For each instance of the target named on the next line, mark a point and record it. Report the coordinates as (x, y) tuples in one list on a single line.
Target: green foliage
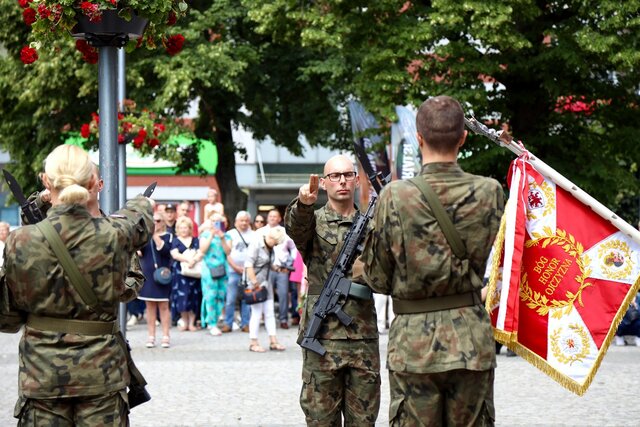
[(510, 60), (55, 19)]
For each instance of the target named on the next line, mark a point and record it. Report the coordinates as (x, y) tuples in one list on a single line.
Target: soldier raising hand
[(308, 193), (85, 373), (344, 384)]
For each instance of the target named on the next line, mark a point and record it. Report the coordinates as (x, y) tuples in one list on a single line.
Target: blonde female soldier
[(73, 371)]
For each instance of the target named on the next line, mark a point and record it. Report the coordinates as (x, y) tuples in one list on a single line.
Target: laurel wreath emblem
[(570, 355), (613, 272), (539, 302), (550, 204)]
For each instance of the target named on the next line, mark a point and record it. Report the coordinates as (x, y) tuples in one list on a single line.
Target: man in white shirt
[(241, 237), (284, 255)]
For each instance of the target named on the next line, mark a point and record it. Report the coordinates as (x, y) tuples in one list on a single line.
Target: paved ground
[(215, 381)]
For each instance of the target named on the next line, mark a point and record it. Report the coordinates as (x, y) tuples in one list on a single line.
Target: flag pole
[(503, 139)]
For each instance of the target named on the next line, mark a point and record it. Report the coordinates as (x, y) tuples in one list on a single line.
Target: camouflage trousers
[(345, 382), (92, 411), (454, 398)]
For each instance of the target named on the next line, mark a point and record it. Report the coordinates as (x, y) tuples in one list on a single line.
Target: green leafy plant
[(53, 21), (146, 131)]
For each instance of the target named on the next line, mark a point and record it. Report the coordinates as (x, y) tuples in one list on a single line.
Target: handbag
[(218, 271), (194, 272), (161, 275), (254, 296)]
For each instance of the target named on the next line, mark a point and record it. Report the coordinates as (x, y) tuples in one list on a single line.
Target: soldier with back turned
[(73, 366), (441, 355)]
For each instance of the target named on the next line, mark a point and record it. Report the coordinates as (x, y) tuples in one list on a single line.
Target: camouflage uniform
[(135, 277), (347, 378), (439, 353), (63, 373)]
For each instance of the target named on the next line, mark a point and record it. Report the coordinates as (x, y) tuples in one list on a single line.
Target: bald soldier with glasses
[(343, 386)]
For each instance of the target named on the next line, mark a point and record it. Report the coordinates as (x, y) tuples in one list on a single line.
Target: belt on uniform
[(356, 290), (72, 326), (447, 302)]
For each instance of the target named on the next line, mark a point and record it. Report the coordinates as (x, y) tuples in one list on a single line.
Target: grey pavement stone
[(215, 381)]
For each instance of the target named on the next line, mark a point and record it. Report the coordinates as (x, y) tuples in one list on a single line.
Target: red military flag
[(564, 270)]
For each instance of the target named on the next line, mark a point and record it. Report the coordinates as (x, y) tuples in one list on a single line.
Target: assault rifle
[(30, 210), (337, 287)]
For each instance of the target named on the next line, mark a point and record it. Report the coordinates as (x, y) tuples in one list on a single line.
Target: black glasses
[(336, 176)]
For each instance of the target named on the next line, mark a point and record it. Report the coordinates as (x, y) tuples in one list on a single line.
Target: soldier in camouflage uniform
[(346, 380), (441, 360), (71, 377)]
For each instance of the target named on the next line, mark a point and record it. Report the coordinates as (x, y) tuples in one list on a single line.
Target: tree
[(236, 75), (518, 62)]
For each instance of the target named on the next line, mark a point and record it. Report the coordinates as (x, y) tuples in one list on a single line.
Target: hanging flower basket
[(96, 23), (111, 26)]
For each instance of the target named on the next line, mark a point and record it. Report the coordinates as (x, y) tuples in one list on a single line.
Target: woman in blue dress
[(186, 293), (156, 295), (214, 247)]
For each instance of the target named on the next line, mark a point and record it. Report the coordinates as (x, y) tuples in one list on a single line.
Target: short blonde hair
[(69, 171), (185, 220), (277, 234)]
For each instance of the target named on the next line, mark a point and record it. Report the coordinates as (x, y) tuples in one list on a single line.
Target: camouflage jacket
[(54, 364), (318, 236), (407, 256), (135, 277)]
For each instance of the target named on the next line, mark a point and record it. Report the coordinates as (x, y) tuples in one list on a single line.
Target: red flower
[(91, 10), (171, 20), (85, 130), (43, 11), (56, 9), (28, 55), (158, 128), (174, 44), (29, 16)]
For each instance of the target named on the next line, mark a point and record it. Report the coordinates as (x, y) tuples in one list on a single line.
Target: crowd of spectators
[(228, 258)]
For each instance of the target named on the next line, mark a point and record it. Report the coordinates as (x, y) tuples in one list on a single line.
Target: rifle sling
[(458, 248), (449, 230), (356, 290), (88, 297), (75, 277)]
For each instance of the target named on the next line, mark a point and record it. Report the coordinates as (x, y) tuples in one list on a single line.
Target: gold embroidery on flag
[(540, 196), (615, 259), (552, 272), (570, 344)]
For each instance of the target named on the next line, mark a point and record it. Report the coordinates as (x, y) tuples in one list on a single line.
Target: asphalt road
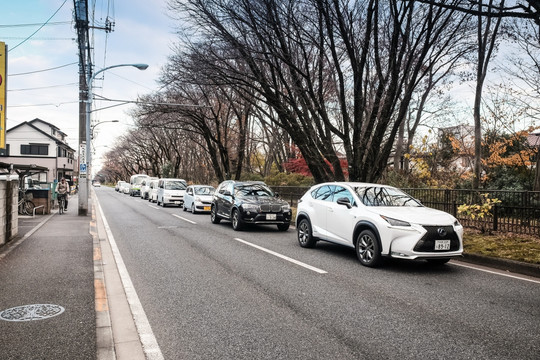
[(210, 292)]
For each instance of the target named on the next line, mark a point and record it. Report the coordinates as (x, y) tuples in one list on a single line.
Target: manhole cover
[(31, 312)]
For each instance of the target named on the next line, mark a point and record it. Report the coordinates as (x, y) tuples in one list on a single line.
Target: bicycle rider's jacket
[(62, 188)]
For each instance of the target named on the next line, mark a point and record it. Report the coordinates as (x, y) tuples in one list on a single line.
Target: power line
[(38, 24), (38, 71), (44, 87), (22, 42)]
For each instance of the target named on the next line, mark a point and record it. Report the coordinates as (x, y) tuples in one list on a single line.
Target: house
[(39, 143)]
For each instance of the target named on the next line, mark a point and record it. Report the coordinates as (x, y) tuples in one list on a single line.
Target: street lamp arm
[(138, 66)]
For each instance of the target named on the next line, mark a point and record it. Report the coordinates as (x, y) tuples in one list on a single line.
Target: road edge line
[(149, 342)]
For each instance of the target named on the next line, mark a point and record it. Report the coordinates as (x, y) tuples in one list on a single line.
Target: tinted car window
[(323, 193), (204, 191), (382, 196), (341, 192), (174, 185), (252, 190)]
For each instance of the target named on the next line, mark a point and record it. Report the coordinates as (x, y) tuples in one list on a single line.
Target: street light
[(92, 127), (87, 160)]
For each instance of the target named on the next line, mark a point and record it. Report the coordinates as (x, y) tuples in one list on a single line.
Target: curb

++++++++++

THE PROBLEM —
Generate a word-for-word copy of the preceding records, excluding all pictures.

ANSWER TO THIS TASK —
For each instance of the target named on the next line, mark a point and record it. Report the coordinates as (x, y) tuples in one list on a single line.
Target: green foliage
[(510, 60), (55, 19)]
For each instance of the target named on the next line, mark a point and record it. Report the coordinates as (x, y) tuples in one list on a single line.
Target: soldier raising hand
[(308, 193), (85, 373), (344, 384)]
For each instance of the target named on the next line, mark a point and record it. Report the coordinates as (x, y) tuples in one list on a single line.
Target: blonde female soldier
[(73, 371)]
For each instance of the target named on the next line, mark a point and record it. Report the coordinates as (x, y) tuples in one list on a single line.
Target: laurel wreath emblem
[(570, 355), (613, 272), (539, 302), (550, 204)]
For each instance of the target named on the next line, mark a point and record it. Report the coordinates as (x, y) tuples in one list on a single line.
Target: man in white shirt
[(241, 237), (284, 255)]
For each instance of the target named on the next line, mark a point and record it. Report the coordinates as (x, y) tuples in one list on a single line.
Target: paved ground
[(215, 381)]
For each instance of the target named on the next line, mark a point and record it. Report the coordinates as (x, y) tuples in one list on a single line.
Target: flag pole
[(503, 139)]
For each instance of the target named on the next line, mark a point and record it. Report the coordinates as (x, y) tuples in one list on a single line.
Target: camouflage trousers
[(345, 382), (92, 411), (454, 398)]
For each instance of the target named on the next line, mark a point and record it. Report the coordinates as (x, y) tuples in one list on a single line.
Target: green leafy plant
[(53, 21), (146, 131)]
For each instance of the target named on the next line, mark a point and record it. Report the coordinates as (x, y) tuples in one list on a single line.
Target: handbag
[(218, 271), (194, 272), (161, 275), (254, 296)]
For each instance of the target named on the next line, mark a point and record it. Report the coordinates as (x, y) tuples in one list on a single line.
Target: soldier with back turned
[(73, 366), (441, 355)]
For each instance of the target named on the next line, mark a point and record it. Report the coordinates as (x, y) tuples in one list on a single line.
Target: camouflage uniform
[(135, 277), (347, 378), (439, 353), (63, 373)]
For each instance of the target named on the next line, mark a point and record it. Report the coordinates as (x, y) tuples in one list on a single line.
Target: bald soldier with glasses
[(343, 386)]
For each instance of the target named on the next line, mark a point and record it. Report the coordinates as (x, y) tuples in one list on a single line.
Target: belt on uniform
[(356, 290), (72, 326), (447, 302)]
For each instance of the target named on the next line, mark a point and record it. Report the coordinates as (x, y) tuples in one list on a single line.
Target: grey pavement stone
[(215, 381)]
For each instance of the target named on the next line, mark a point and record it. Report the coordinates as (x, y) tuples in one list on a single line.
Target: red military flag
[(564, 270)]
For each instance of the target named on the next line, mark a point and record it. Report the coordinates as (x, y) tuples in one list on a single line.
Target: assault rifle
[(30, 210), (337, 287)]
For each instance of the target named on the next line, mark a point and record it. Report the coordinates as (x, y) tuples in one list on a single line.
Target: black glasses
[(336, 176)]
For each instance of the target named on the next line, mark a point and record it. Report the coordinates as (x, y) tuples in one list on a single line.
Target: soldier in camouflage uniform
[(346, 380), (441, 360), (71, 377)]
For each instance of the target named on the next line, mark a point and record it. Report the coordinates as (x, y) tuples in one list on a single line.
Target: tree
[(236, 75), (518, 62)]
For each instance of the target named on the next line, mark a point and record it. Report the coordinates as (x, y) tuples in one list on a single line.
Target: hanging flower basket
[(96, 23), (111, 26)]
For each instance of the target named on the next line, mark a point and record it. Report the coordinates as (x, y) tuples in one list on a single line.
Target: woman in blue dress
[(186, 293), (156, 295), (214, 247)]
For each instance of the target named on the next line, mark a point and record it. Report the coordinates as (x, y) tuples in one list on a single line.
Target: short blonde hair
[(69, 171), (185, 220), (277, 234)]
For each instance of the target named on the next line, mark a point and record it. Report the coordinates as (x, y) tuples in one list on a single line.
Target: camouflage jacket
[(54, 364), (318, 236), (407, 256), (135, 277)]
For each instance of the target named on the next line, mark a point and record it. Report the coordinates as (x, y) tuples in one list on a single line.
Target: red flower
[(91, 10), (171, 20), (85, 130), (43, 11), (56, 9), (28, 55), (158, 128), (174, 44), (29, 16)]
For each instance of the target named on the next line, mark a point and record it. Report the coordinates as (x, y) tuples in one list on a single line.
Target: crowd of spectators
[(228, 258)]
For each instance of the target named on the next line, mark a point and record it. Report the coordinates as (x, y) tuples in one list on a single line.
Target: rifle sling
[(458, 248), (449, 230), (356, 290), (88, 297), (75, 277)]
For each instance of the target named on the next line, mark a point and record it. Report the coordinates as (x, y) tuples in one list on a single line.
Target: gold embroidery on flag
[(540, 196), (615, 259), (552, 272), (570, 344)]
For each instance of the target named on the next line, mark a point and record it. Report the coordinates as (x, y) tuples in one list on a single line.
Target: asphalt road
[(210, 292)]
For each instance of the target named on the next line, mark a point and record it. Report the coordinates as (x, y) tuples in one list on a single line.
Target: manhole cover
[(31, 312)]
For each instance of the target named on the next line, mark a point and record it. Report the coordinates as (x, y) tuples in one list on a single line.
Target: bicycle rider's jacket
[(62, 188)]
For each instance of the target named on the next line, mark a point and record it. Report the coordinates as (x, y) tuples in one list on a single line.
Target: power line
[(38, 24), (38, 71), (44, 87), (22, 42)]
For each instance of the target named on the next line, mark a point and record it. Report the coordinates as (x, y) tuples in one list on a single line.
Target: house
[(39, 143)]
For each instance of the target named on the next line, mark a point and record it. Report the coordinates as (x, y) tuples in one list on a single line.
Target: street lamp arm
[(138, 66)]
For each instance of the target named on the next line, mark a point and record it. Report the coordinates as (x, y) tuples in one list on a single line.
Target: road edge line
[(149, 342)]
For each instance of the target named on the next line, mark a point and record it. Report the coordinates as (x, y) tuples in one list on a single line.
Target: tinted car window
[(323, 193), (204, 191), (382, 196), (341, 192), (174, 185), (252, 190)]
For each instance of the target named on the next line, mark a point and record it. Report the coordinates as (x, y) tuples in one list on a single line.
Target: street light
[(92, 127), (87, 160)]
For each instance of the target named on the next line, mark a point and record it. Report the coordinates as (x, y) tuples in one list on a single line.
Target: curb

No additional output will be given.